» **PROVIDED TEXT**
"""
While doing a little digging at my parents’ home I stumbled across TOPIC, a mid-70s periodical published by the U.S. Information Agency for distribution in Africa. It was a general interest magazine on the technology, politics, business, arts, pop culture of the US. The magazines were sprinkled with articles on the “good works” the US was undertaking in Africa, Africans of note living and working in the US, as well as coverage of African arts/performance events in the US. There is also some plain old “USA, USA” flag waving (life in small town America, the economic/social progress of “the blacks”, American business culture, etc). Looking at TOPIC now, more than 30 years later, it is a great time capsule of American popular culture and print design of the mid-70s.
To wit: there is a piece on Design Works, one of 50 business created via the Bedford-Stuyvesant Restoration Corporation started by the late Sen. Bobby Kennedy to transform the Brooklyn, NYC neighborhood. It sourced financial resources to aid projects that rehabilitated housing, provided jobs as well as health, youth development, cultural and educational resources. Jackie Onassis provided the impetus for designing African-motif, American-designed fabrics, suggesting friends Doris and Leslie Tillett consult on a project in their own country (they had helped developing countries start their own design industries). Pull quotes from the article:
“The creative blending of traditional African art forms with with the American black experience has produced some of the most exciting fabrics available today.”
More:
“At Design Works of Bedford-Stuyvesant, colorful silk-screen printed materials for home furnishings provide employment for three dozen residents of New York’s largest black community. Their African-inspired fabrics are sold through a decorator’s supply firm with showrooms throughout the United States, in Canada and Europe.”
"""
[Labeled region records]
"""
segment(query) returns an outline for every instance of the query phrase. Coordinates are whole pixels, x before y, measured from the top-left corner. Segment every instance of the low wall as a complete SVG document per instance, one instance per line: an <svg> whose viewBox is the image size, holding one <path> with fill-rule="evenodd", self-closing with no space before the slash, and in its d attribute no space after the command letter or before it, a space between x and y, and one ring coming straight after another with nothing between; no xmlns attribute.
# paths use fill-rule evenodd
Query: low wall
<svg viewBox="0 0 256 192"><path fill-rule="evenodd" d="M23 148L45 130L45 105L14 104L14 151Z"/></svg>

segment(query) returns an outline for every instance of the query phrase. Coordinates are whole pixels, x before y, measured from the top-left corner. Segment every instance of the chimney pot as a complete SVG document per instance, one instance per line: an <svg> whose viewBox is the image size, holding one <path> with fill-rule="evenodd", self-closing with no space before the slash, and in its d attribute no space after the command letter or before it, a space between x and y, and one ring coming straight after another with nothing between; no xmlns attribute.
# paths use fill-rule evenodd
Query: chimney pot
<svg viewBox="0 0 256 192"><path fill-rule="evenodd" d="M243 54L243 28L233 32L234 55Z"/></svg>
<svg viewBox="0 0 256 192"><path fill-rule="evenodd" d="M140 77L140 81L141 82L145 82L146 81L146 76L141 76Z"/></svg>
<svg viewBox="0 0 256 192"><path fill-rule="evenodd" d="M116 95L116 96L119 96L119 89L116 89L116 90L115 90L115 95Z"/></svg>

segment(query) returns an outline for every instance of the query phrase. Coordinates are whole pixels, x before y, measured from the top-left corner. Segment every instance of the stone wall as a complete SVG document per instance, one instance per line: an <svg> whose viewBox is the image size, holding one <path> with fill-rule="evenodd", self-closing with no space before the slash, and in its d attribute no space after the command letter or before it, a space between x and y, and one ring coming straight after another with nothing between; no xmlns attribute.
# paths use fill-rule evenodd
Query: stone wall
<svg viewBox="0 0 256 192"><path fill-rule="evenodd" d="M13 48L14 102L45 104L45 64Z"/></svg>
"""
» **WHAT TO WORK ON**
1 > In the TOPIC passage, which agency published the magazine?
2 > Reproduce the TOPIC passage word for word from "While doing a" to "of the mid-70s.".
These entries come from a separate source.

» **SOLUTIONS TO THE PROBLEMS**
1 > The U.S. Information Agency published it.

2 >
While doing a little digging at my parents’ home I stumbled across TOPIC, a mid-70s periodical published by the U.S. Information Agency for distribution in Africa. It was a general interest magazine on the technology, politics, business, arts, pop culture of the US. The magazines were sprinkled with articles on the “good works” the US was undertaking in Africa, Africans of note living and working in the US, as well as coverage of African arts/performance events in the US. There is also some plain old “USA, USA” flag waving (life in small town America, the economic/social progress of “the blacks”, American business culture, etc). Looking at TOPIC now, more than 30 years later, it is a great time capsule of American popular culture and print design of the mid-70s.